═══ DATA EXTRACTS ═══

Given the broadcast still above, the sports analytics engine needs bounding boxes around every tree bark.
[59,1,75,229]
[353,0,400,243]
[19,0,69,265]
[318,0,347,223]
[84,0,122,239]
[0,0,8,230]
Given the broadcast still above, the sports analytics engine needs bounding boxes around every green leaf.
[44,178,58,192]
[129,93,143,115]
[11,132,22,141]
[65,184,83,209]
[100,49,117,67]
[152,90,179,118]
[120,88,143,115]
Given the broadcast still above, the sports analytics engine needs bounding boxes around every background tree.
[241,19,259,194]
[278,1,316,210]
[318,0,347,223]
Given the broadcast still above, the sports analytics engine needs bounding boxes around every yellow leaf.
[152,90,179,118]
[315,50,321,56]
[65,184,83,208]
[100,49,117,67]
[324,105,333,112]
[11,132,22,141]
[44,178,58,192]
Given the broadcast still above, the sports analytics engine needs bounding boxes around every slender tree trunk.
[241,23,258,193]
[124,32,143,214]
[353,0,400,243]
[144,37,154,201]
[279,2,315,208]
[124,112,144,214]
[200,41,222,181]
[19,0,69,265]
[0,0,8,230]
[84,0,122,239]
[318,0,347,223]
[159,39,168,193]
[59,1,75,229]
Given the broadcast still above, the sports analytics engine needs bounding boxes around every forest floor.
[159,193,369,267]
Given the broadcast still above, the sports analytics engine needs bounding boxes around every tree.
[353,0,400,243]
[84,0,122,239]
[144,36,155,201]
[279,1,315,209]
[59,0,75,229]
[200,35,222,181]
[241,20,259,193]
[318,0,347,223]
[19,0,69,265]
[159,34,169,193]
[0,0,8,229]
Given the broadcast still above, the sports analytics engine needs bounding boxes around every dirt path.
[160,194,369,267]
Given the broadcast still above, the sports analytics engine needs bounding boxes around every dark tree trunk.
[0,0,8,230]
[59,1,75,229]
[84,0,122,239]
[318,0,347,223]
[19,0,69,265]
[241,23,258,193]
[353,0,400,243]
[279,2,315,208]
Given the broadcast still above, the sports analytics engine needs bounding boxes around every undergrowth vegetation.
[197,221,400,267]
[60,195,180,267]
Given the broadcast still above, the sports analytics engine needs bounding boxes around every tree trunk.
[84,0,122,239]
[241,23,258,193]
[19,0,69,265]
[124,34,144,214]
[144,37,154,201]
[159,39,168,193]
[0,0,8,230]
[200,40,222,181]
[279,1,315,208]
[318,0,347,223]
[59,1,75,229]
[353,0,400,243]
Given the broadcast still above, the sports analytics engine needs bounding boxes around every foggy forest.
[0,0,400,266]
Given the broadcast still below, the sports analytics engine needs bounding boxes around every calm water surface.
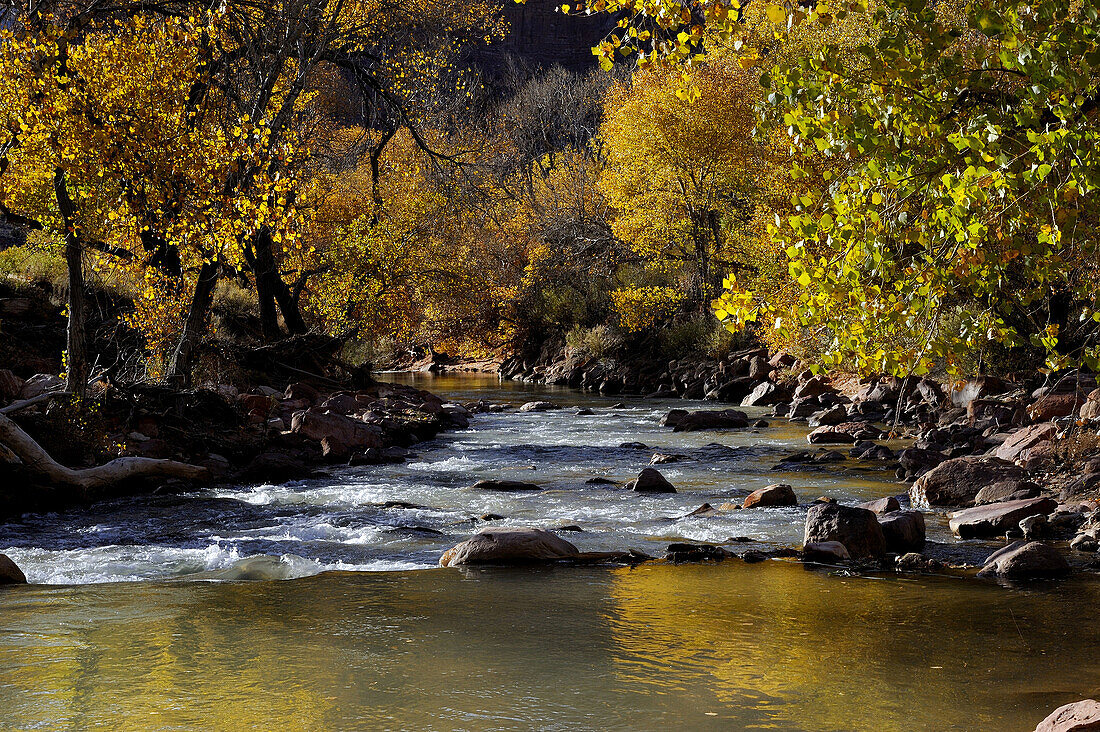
[0,374,1096,730]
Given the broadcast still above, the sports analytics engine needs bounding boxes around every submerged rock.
[804,503,886,559]
[439,527,579,567]
[626,467,676,494]
[470,479,542,492]
[742,484,797,509]
[0,554,27,584]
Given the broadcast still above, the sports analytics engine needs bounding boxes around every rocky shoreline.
[0,370,474,517]
[480,345,1100,581]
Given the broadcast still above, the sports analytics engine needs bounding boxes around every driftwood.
[0,411,208,491]
[0,391,73,415]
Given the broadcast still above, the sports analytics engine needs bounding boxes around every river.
[0,374,1097,730]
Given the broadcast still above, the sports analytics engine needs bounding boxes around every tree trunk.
[271,269,308,335]
[250,230,283,341]
[250,227,308,339]
[0,411,208,492]
[53,169,88,400]
[167,258,220,388]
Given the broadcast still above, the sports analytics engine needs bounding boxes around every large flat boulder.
[910,455,1028,508]
[1029,391,1087,421]
[1034,699,1100,732]
[672,409,749,432]
[804,503,886,559]
[977,540,1070,579]
[290,410,383,451]
[994,423,1057,463]
[948,497,1058,538]
[440,527,579,567]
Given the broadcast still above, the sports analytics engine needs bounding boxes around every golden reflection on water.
[603,561,1100,731]
[0,564,1098,731]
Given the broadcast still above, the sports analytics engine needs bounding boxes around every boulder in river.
[665,543,732,563]
[804,503,886,559]
[626,467,676,493]
[0,554,27,584]
[977,540,1070,580]
[802,541,851,562]
[878,510,926,553]
[742,484,797,509]
[948,497,1058,538]
[672,409,749,432]
[439,527,579,567]
[519,401,562,412]
[660,409,688,427]
[1033,699,1100,732]
[910,455,1028,508]
[470,479,542,492]
[859,496,901,514]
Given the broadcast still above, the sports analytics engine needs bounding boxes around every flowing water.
[0,374,1097,730]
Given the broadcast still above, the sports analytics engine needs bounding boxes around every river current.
[0,374,1097,730]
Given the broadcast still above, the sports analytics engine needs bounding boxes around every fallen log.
[0,411,208,492]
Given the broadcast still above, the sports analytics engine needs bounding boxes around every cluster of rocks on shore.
[0,370,474,504]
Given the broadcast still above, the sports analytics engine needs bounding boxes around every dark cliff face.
[476,0,617,73]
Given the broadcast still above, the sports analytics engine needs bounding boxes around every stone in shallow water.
[859,496,901,514]
[0,554,26,584]
[439,527,579,567]
[977,540,1070,580]
[519,401,561,412]
[879,510,926,553]
[804,503,886,559]
[802,541,850,562]
[626,467,676,494]
[1032,699,1100,732]
[742,484,797,509]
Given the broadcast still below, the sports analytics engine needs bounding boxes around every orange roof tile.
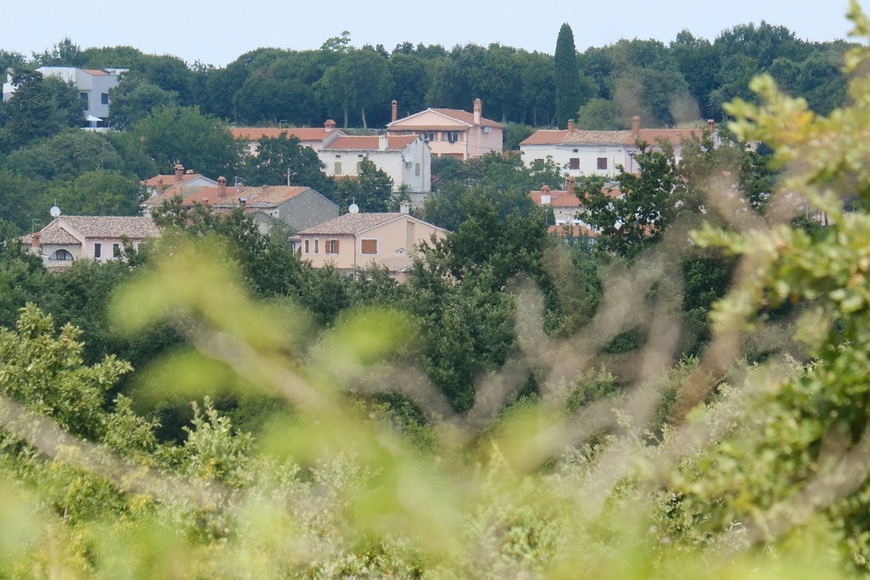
[141,173,208,187]
[231,127,339,142]
[151,185,311,208]
[324,135,418,151]
[530,189,582,208]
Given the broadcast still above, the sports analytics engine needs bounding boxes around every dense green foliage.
[3,6,870,577]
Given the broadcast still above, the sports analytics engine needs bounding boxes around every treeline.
[1,23,852,133]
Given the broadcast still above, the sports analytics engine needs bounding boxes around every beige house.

═══

WORK REQUEST: All lines from the one with "around every treeline." through the end of the data must be repeated exactly, and nothing else may be repeated.

ANSWER SECTION:
Given the broadcast still above, the sports analytics engine needs bounding boxes around every treeline.
[1,23,852,133]
Given the broadcast still above, the sports analytics engine needs bounding boxes around every beige house.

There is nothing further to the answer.